• **Provided records**:
= = =

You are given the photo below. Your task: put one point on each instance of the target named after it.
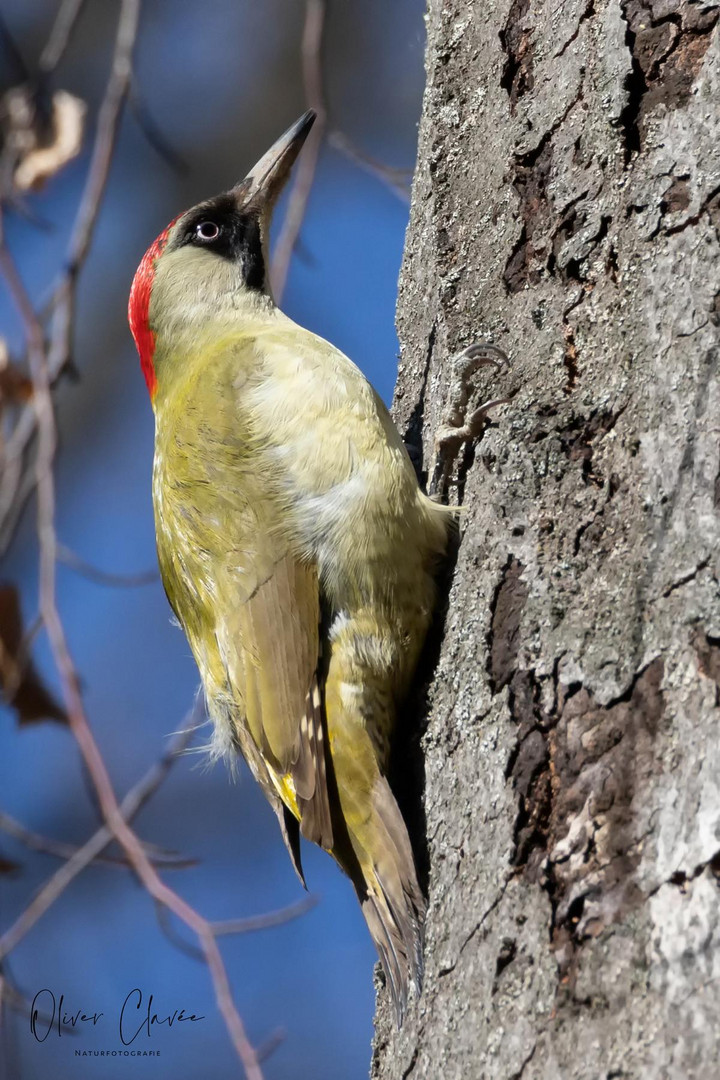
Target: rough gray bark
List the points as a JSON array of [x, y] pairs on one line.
[[567, 204]]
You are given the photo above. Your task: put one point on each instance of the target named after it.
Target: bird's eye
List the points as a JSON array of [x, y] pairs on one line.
[[207, 231]]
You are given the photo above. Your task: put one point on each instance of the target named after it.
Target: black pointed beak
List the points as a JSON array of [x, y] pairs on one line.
[[267, 178]]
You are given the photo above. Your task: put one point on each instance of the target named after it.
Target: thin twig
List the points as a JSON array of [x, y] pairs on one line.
[[70, 558], [312, 78], [245, 926], [130, 807], [268, 919], [77, 720], [397, 179], [16, 484], [36, 841]]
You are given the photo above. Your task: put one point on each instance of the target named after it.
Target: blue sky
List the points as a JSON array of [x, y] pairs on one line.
[[221, 80]]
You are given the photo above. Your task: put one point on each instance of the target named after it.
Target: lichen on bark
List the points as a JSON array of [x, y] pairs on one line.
[[567, 204]]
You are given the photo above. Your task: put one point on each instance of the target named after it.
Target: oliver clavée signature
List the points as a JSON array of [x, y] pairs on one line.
[[136, 1016]]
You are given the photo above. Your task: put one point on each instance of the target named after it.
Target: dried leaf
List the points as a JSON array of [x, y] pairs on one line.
[[22, 687], [40, 138]]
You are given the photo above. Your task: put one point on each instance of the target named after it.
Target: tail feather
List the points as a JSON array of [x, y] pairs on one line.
[[390, 896]]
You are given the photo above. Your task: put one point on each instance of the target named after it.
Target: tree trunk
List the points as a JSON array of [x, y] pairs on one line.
[[567, 204]]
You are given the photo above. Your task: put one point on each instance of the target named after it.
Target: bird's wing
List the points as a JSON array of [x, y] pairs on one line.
[[272, 651]]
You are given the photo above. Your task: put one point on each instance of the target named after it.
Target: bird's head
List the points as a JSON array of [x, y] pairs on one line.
[[214, 256]]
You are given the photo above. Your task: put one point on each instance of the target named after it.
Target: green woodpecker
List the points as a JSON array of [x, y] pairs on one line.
[[296, 547]]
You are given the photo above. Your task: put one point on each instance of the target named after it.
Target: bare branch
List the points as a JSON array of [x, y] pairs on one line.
[[60, 34], [396, 179], [268, 919], [312, 77], [51, 847], [103, 577], [133, 802]]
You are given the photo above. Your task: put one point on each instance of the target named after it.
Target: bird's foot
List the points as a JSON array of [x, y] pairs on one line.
[[457, 427]]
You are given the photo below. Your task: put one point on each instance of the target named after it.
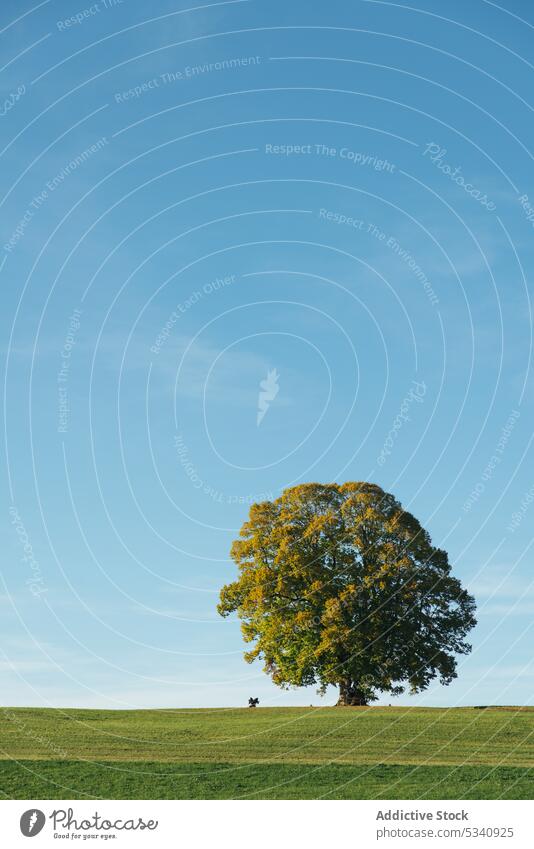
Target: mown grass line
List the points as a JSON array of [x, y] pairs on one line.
[[152, 780]]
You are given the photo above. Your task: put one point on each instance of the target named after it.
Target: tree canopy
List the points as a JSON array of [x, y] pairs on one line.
[[339, 585]]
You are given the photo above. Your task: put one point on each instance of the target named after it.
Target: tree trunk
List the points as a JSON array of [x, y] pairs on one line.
[[350, 695]]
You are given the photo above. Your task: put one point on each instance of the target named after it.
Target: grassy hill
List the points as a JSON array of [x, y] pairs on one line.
[[276, 753]]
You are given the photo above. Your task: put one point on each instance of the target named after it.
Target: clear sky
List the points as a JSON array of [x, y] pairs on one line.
[[339, 195]]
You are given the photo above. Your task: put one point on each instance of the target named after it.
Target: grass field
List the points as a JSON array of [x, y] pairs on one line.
[[268, 753]]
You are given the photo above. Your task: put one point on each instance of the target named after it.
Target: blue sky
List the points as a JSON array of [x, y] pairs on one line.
[[194, 198]]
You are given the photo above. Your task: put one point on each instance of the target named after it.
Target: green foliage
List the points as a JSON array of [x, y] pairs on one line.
[[339, 585]]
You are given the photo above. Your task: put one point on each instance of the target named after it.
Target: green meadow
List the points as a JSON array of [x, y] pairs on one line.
[[268, 753]]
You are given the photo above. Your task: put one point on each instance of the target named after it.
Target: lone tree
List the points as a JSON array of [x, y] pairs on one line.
[[339, 585]]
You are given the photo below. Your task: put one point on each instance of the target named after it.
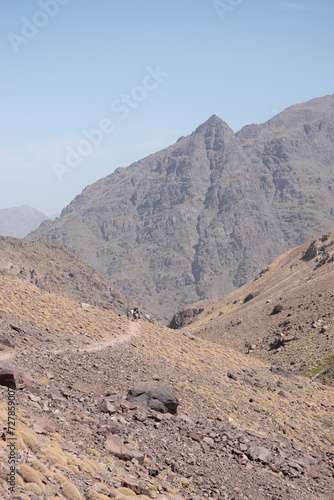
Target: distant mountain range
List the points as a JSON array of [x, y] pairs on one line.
[[285, 316], [54, 268], [205, 215], [19, 221]]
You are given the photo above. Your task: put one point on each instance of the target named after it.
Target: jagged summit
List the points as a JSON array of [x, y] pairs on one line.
[[203, 216], [213, 122]]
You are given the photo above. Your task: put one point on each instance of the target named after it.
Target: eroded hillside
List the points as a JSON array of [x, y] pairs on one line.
[[285, 316], [241, 430], [54, 268]]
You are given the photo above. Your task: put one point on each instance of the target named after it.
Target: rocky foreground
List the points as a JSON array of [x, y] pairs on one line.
[[242, 429]]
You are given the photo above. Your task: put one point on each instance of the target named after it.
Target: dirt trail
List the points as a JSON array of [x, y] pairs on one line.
[[134, 330]]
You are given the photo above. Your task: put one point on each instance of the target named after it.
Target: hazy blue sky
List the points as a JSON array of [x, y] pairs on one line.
[[143, 72]]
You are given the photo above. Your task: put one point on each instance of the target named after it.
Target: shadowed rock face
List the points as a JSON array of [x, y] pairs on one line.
[[203, 216], [155, 395], [19, 221]]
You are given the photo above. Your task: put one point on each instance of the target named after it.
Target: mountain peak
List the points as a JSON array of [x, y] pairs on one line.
[[213, 121]]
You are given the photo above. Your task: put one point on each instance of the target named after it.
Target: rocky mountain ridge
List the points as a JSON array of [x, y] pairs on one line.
[[285, 316], [203, 216], [20, 221]]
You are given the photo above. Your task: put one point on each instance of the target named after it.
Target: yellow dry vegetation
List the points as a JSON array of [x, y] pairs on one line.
[[71, 492]]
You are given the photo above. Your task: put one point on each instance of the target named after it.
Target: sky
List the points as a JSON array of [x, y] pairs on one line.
[[91, 85]]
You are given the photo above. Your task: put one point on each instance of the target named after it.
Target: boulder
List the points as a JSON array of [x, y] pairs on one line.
[[259, 453], [155, 395], [43, 425], [9, 377]]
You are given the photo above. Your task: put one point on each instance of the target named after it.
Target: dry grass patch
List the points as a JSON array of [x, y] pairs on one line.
[[71, 492]]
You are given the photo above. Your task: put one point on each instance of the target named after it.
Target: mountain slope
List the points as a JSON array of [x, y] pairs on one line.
[[286, 313], [203, 216], [54, 268], [19, 221], [241, 430]]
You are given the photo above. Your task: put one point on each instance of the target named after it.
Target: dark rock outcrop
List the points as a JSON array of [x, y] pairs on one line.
[[155, 395]]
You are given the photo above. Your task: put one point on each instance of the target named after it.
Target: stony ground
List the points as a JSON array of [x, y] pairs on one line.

= = =

• **Objective**: Copy all of the records above verbatim, line for line, omitting the pictures.

• **Completed task**:
You are given the photo below. Your task: put one point on each instance of the target named after it.
Target: rough gray bark
List the points as a JSON array of [x, y] pairs on one line.
[[567, 204]]
You are given the photo above. Your task: put one point on each instance of the target named after it.
Target: bird's eye
List the points as a JSON array of [x, y] pairs on one line.
[[207, 231]]
You are given the photo above. Your task: put one point on each instance of the target named after it.
Target: black pointed beak
List the points as a JSON array of [x, y] pairs on one line.
[[267, 178]]
You are given the photo above. Your task: put one point on each instance of the target named after it.
Target: thin twig
List the points as a JSON array of [x, y] pairs on one line.
[[70, 558], [312, 78], [245, 926], [130, 807], [268, 919], [77, 720], [397, 179], [16, 484], [36, 841]]
You are given the photo above. Your task: put one point on each instance of the target named after it.
Target: blue sky
List the points as a JSON array of [x, y] pairs on one line.
[[221, 80]]
You are given the photo above. Your task: put one point on each instance of the target named after it.
Target: lichen on bark
List the points as a JSON array of [x, y] pairs on one line.
[[567, 204]]
You are given the photo above. Your task: put one point on each instance of the target named after it.
Target: oliver clavée signature
List the points as a JSON array of [x, y] pairs on one line.
[[136, 1016]]
You are given the photo above. Your task: put one point on each instance of the target named after it.
Target: dried leaf
List the points as a JSON array of [x, y] pairs on one line.
[[22, 687], [40, 138]]
You are given the photo above. Your task: put one point on each instance of the target named after it.
Target: tail feather
List the points as a JSON array of [x, y] pairs on one line.
[[390, 896]]
You are given the photo above. Your task: put one point on each instance of the target named after it.
Target: tree trunk
List the points as a JSON array of [x, y] pairs on one line.
[[567, 204]]
You are given the photo above. Your task: put one point on each instance of the target named after it.
Target: bird's wing
List the points as a JSON array of [x, y] pairs on one line.
[[272, 651]]
You are given the photo above. Your task: put one point on each instance of the target named after it.
Target: bird's head
List the points as a JSON array of [x, y] pairs on one line.
[[214, 256]]
You are given the photo above. Your task: put one point on each instance of the target named after it.
Target: green woodpecker
List the points as a JSON array of [x, y] pairs on one line.
[[296, 547]]
You are given the photo above. Your task: put one point on each instance of the target named after it.
Target: bare branch
List the points as a JSON array of [x, y] pairs on one line.
[[60, 34], [396, 179], [268, 919], [312, 77], [51, 847], [103, 577], [133, 802]]
You are given the photo above. Your task: put one point on each instance of the target named after it.
Target: bird's foot
List the points as a JSON array of [x, y] pairs on one line.
[[457, 427]]
You are given the photo below. Your task: put one point on each instance of the target named after it.
Target: mown grass line
List the points as a JSON array of [x, y] pairs on one line.
[[152, 780]]
You are given the photo above. Your task: put one point on each instance of the target named after it.
Target: tree canopy
List the points as a JSON array of [x, y] pairs on one line.
[[339, 585]]
You are given the photo above. Your task: put one point on each instance of the target named after it.
Target: tree trunk
List the points as a JSON array of [x, y] pairs on one line.
[[350, 695]]
You are given the photo above. Your task: put one point on each instance of the target named after it.
Target: grassy hill
List the points as a JSON array of [x, y] pairs on one line.
[[276, 753]]
You are given the photo above. Your task: put one point on each instance of the target named after it.
Target: clear sky
List the points as a JSON array of [x, y] pairs on one line.
[[339, 195]]
You are given the photo above. Your task: put one point on each instance of the target named after it.
Target: grass field
List the points as a JSON array of [x, y] pairs on one line.
[[268, 753]]
You are given the photo above. Your task: put one point on each instance of the target named after it.
Target: blue sky
List the points as a JSON array of [x, y] pairs on one line.
[[194, 198]]
You are given the photo above. Your task: put one point on each instance of the target named after it.
Target: green foliage
List the points as a JSON array of [x, y] pairs on one line.
[[339, 585]]
You are given the photo above. Your task: put one point on each instance of the target named after it.
Target: green meadow
List the points as a JSON array of [x, y] pairs on one line.
[[268, 753]]
You are given the photo above. Your task: put one point on each instance of the target named after it.
Target: lone tree
List the points as a JSON array of [x, y] pairs on one line.
[[339, 585]]
You are given the photo below. Your task: put one point on each instance of the target named after it.
Target: distant mountain range
List the points as a JSON array of [x, y] pairs on one line.
[[285, 316], [54, 268], [205, 215], [19, 221]]
You are given the photo above. Your task: put one point on each instance of the target named after it.
Target: jagged summit
List the points as a JSON array of [x, y] pairs on one line.
[[203, 216], [213, 122]]
You are given the photo above. Your task: put one point on each instance of the target named after it.
Target: eroded hillside
List the points as a JSON array of [x, y] pairs on one line.
[[285, 316], [241, 430], [54, 268]]
You are given the photo above. Your task: put one point on each instance of the target named after it.
Target: rocky foreground
List the points as a JSON array of [x, y] pairs on one line.
[[242, 429]]
You are given the photo above. Your task: put one point on each instance of the target named after it.
Target: dirt trail
List the points as a JSON array of [x, y] pairs on one line.
[[134, 330]]
You are given the photo above. Your task: put one point on each instance of the target named after it.
Target: hazy blue sky
List the points as a JSON array of [x, y] pairs on one line.
[[143, 72]]
You are given the photo above. Your task: put one point on each instance of the target named after it.
Target: shadowed rock face
List the points as a JSON array of [x, y] pairs on one line.
[[203, 216], [155, 395], [19, 221]]
You are given the photo above. Your task: put one point on each instance of the target named after it.
Target: mountain peak
List the points as a JSON array of [x, y] pairs on one line.
[[213, 121]]
You are given the photo above. Your task: put one point on each instance of the target named after it.
Target: rocky mountain ridge
List the points as a JSON array of [x, y] pairs on one line.
[[285, 316], [203, 216], [20, 221]]
You are given the photo above. Your task: put one point on each instance of the target named after it.
Target: yellow dry vegetation
List the points as a JSON array of [x, y] pairs on one line.
[[71, 492]]
You are given the photo above. Your task: put one point on each instance of the target named after it.
Target: sky
List the points as a JSON array of [x, y] pairs on one line.
[[91, 85]]
You are given the photo above. Your task: put one point on each instance of the target named after it.
Target: boulder
List the points as a JSON array of [x, y] pairs on one line.
[[259, 453], [155, 395], [43, 425], [9, 377]]
You are given the photo above. Your task: put one point on each instance of the target named after it.
Target: dry grass patch
List the points as a JSON array of [x, y] pairs on one line.
[[71, 492]]
You are given the photo above. Your task: put one point on each instance of the target named after it.
Target: mountain slope
List the points as a JSON array of [x, y] pairs on one line.
[[286, 313], [203, 216], [54, 268], [19, 221], [241, 430]]
You are given the photo above. Your task: put one point on each instance of the target named after it.
Target: dark rock outcrop
List the points as a JSON array of [x, y] pairs on one line.
[[155, 395]]
You are given the photo above. Your task: put one point on each instance of the target named after it.
Target: stony ground
List the points as a JSON array of [x, y] pairs on one line.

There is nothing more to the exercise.